> [Text excerpt]
==*==
The past few months have surfaced an OpenAI versus Anthropic landscape. The Sam Altman-led company is strengthening its agentic coding and development system, Codex, with a number of updates that allow it to use your computer, generate images, and operate in the background. The announcement comes close on the heels of the success of Claude Code.
Codex will be able to operate directly within a user’s computing environment. The system can interact with applications on a machine by effectively “seeing” the screen and performing actions such as clicking and typing via its own cursor. This approach allows multiple AI agents to run tasks in parallel without interrupting the user’s own activity, potentially reducing friction in areas where traditional APIs are absent or limited. “For developers, this is helpful for iterating on frontend changes, testing apps, or working in applications that do not expose an API,” said OpenAI.
The feature will begin rolling out to Codex desktop app users signed in with ChatGPT and will initially be limited to macOS. OpenAI did not specify a timeline for when this capability will expand to other operating systems.
Codex will now be able to use GPT-Image-1.5 to generate and iterate on images. There are new plugins for tools such as GitLab, Atlassian Rovo, and Microsoft Suite, alongside native web browsing through an in-app browser, “where you can comment directly on pages to provide precise instructions to the agent”. The addition of an in-app browser extends Codex’s operational scope. Developers can annotate live web pages with instructions, enabling more precise feedback loops when working on interfaces, games, or web applications.
==*==
> [Records shown]
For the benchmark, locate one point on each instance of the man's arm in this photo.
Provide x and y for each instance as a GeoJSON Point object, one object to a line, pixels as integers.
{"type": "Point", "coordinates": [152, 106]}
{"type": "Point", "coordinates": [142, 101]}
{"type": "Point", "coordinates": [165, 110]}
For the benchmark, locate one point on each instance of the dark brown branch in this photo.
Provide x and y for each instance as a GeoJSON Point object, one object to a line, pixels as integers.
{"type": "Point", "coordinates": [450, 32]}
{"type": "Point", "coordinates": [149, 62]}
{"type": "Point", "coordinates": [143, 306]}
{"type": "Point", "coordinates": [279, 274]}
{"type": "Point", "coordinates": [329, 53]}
==*==
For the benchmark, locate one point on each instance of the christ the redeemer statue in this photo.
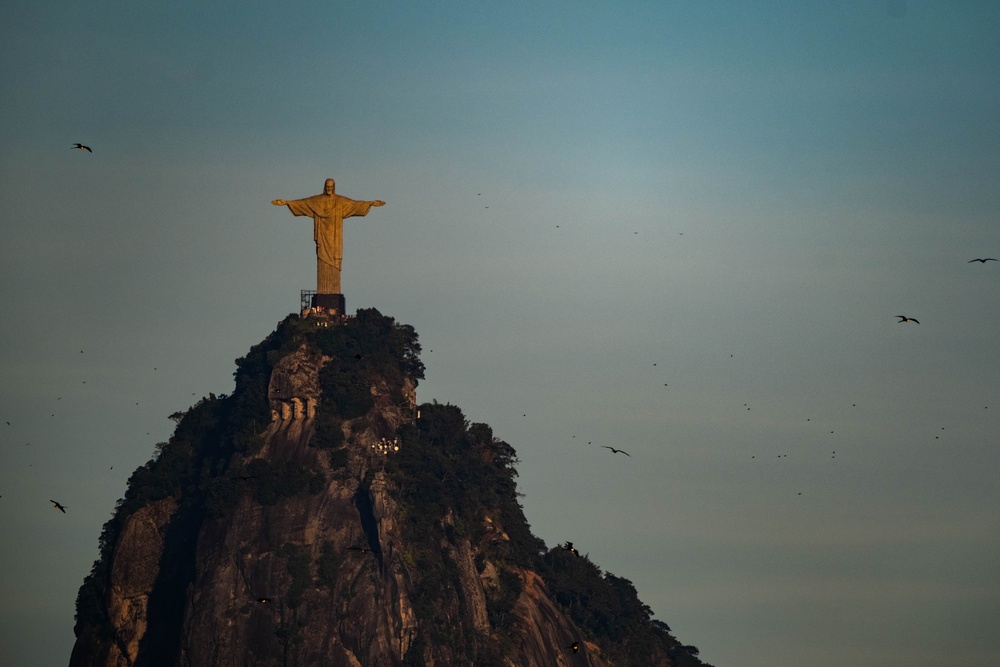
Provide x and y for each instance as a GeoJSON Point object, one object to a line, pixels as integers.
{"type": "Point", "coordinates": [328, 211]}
==*==
> [Required tasks]
a. For each statement, decide whether it agrees with the Codex article. Answer yes or no and quote the words of the article that decide it.
(i) The feature that lets Codex operate within a user's computer will initially be limited to Windows.
(ii) Codex will be able to use GPT-Image-1.5 to generate and iterate on images.
(iii) OpenAI gave a timeline for bringing the computer-use capability to other operating systems.
b. Please copy the passage of the Codex article starting at "Codex will be" and ending at "other operating systems.".
c. Answer these questions from the Codex article.
(i) Through what does Codex perform actions such as clicking and typing?
(ii) Which users will the computer-use feature first roll out to?
(iii) Which tools are named as getting new plugins?

> [Results]
a.
(i) No: "will initially be limited to macOS"
(ii) Yes: "Codex will now be able to use GPT-Image-1.5 to generate and iterate on images."
(iii) No: "OpenAI did not specify a timeline for when this capability will expand to other operating systems."

b.
Codex will be able to operate directly within a user’s computing environment. The system can interact with applications on a machine by effectively “seeing” the screen and performing actions such as clicking and typing via its own cursor. This approach allows multiple AI agents to run tasks in parallel without interrupting the user’s own activity, potentially reducing friction in areas where traditional APIs are absent or limited. “For developers, this is helpful for iterating on frontend changes, testing apps, or working in applications that do not expose an API,” said OpenAI.
The feature will begin rolling out to Codex desktop app users signed in with ChatGPT and will initially be limited to macOS. OpenAI did not specify a timeline for when this capability will expand to other operating systems.

c.
(i) Its own cursor.
(ii) Codex desktop app users signed in with ChatGPT.
(iii) GitLab, Atlassian Rovo, and Microsoft Suite.